## Exercise brief
Repeat each record below exactly as it is written.

## Data records
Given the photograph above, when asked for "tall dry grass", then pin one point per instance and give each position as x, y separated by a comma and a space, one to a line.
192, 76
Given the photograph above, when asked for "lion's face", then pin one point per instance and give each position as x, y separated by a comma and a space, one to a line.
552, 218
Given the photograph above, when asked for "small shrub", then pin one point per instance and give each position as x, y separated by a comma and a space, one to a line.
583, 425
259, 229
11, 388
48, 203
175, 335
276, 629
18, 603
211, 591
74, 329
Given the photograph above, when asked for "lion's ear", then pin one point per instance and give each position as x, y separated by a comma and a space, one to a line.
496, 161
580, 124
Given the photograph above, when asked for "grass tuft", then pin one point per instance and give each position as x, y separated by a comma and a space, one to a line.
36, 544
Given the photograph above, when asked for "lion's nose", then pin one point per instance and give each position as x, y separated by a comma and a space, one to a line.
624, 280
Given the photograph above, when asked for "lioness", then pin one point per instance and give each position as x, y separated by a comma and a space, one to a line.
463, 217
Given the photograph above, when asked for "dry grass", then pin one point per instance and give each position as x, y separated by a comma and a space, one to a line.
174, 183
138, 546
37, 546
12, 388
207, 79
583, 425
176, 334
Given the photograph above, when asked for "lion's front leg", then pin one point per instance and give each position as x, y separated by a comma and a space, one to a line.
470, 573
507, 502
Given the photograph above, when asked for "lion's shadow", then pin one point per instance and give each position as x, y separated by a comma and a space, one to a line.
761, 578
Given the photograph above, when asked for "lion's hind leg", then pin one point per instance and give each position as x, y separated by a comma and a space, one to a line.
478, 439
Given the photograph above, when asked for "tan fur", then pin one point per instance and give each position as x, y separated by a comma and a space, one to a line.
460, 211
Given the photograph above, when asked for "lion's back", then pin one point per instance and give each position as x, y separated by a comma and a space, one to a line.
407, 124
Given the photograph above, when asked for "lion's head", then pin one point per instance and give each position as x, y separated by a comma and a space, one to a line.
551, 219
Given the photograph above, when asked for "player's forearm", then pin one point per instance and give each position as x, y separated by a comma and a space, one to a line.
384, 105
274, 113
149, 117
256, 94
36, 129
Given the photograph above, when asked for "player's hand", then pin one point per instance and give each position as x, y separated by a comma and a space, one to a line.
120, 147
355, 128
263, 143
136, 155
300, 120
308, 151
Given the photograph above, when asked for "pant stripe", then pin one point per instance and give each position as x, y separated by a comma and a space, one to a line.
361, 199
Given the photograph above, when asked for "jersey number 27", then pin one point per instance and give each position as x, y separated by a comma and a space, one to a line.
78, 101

## Task result
Given the photograph above, when asked for "tall dry grass", then pin one point per instance and give each position as x, y separated by a comma and a space, one to a line.
192, 76
Given the photograph above, when asked for "lion's face", then pin one point per instance and give each position as x, y separated by a comma and a space, one to a line.
552, 218
Given the photograph above, when asked for "small shrub", then pin one point per instance and give each position as x, y separated by a comma and a space, one to a line.
583, 425
259, 229
11, 388
48, 203
175, 335
276, 629
18, 603
211, 591
74, 329
Given the photograph above, when asked for "lion's ear", then pin one point per instance and give each position as x, y separated by a comma and a space, one to a line.
496, 161
580, 124
Given the photograph above, when asked for "grass tuft", then pin one point per instance and give each position as x, y separated by a comma and a space, one to a line.
36, 544
Given the photograph above, when asked for "lion's nose", then pin one point per instance and give each position as x, y separated by a comma and a space, one to a line.
624, 280
Given the photograph above, when asked for "lioness", then pin one point per instance and give each position as x, y separated by a comma and a space, one to a line.
463, 217
Given the photograph above, when asked for "dry grass", then pin one point per instance and give each position as x, y separated by a comma and a space, one to a line.
174, 183
138, 546
37, 546
12, 388
207, 79
583, 425
176, 334
Given the photograph above, when asked for "lion's front leg", then pin one point per instance and give each position as x, y separated by a comma and a space, one to a line.
470, 573
507, 502
Given the photograph above, when asked for "lion's shadow", then pin one point per instance and give each position as x, y separated by a comma and a space, one to a line.
761, 578
Given the photograph above, when asked for "lion's hind leg", then pin one point per instance and give each position as x, y separated by a comma and a space, one to a line.
478, 439
Given the photograph above, when asked for "tan fur", then pin one point per instance and give each position as x, y separated by a comma and a space, one to a line.
460, 211
Given the photograph above, when asked for "lion's back", then pin one point per instance and give each position as x, y separated by a comma and a space, one to a line.
407, 124
Given the photograph above, when asked for "lion's head", then pin one point per instance and give each position as x, y separated by a comma and a space, one to a line.
551, 219
Given the photograph above, when asked for "player's forearm", then pin one point per instance and give each position as x, y separated by a comma and a space, one to a line.
384, 105
274, 113
149, 117
256, 94
36, 129
Given the photograph above, when asked for "player's hand", then pin one point per instance and give each position as x, y separated by a comma and a space, one to a line.
120, 147
355, 128
263, 143
136, 155
300, 120
308, 151
Given the photograph above, when asked for "pant stripe", then pin one point per instance and give each position as x, y separated by a comma and a space, one to a line.
361, 199
Given the photograph above, when asked for "jersey number 27", then pin one point per instance and give each position as x, y separated by a comma and a space, one to a line.
78, 101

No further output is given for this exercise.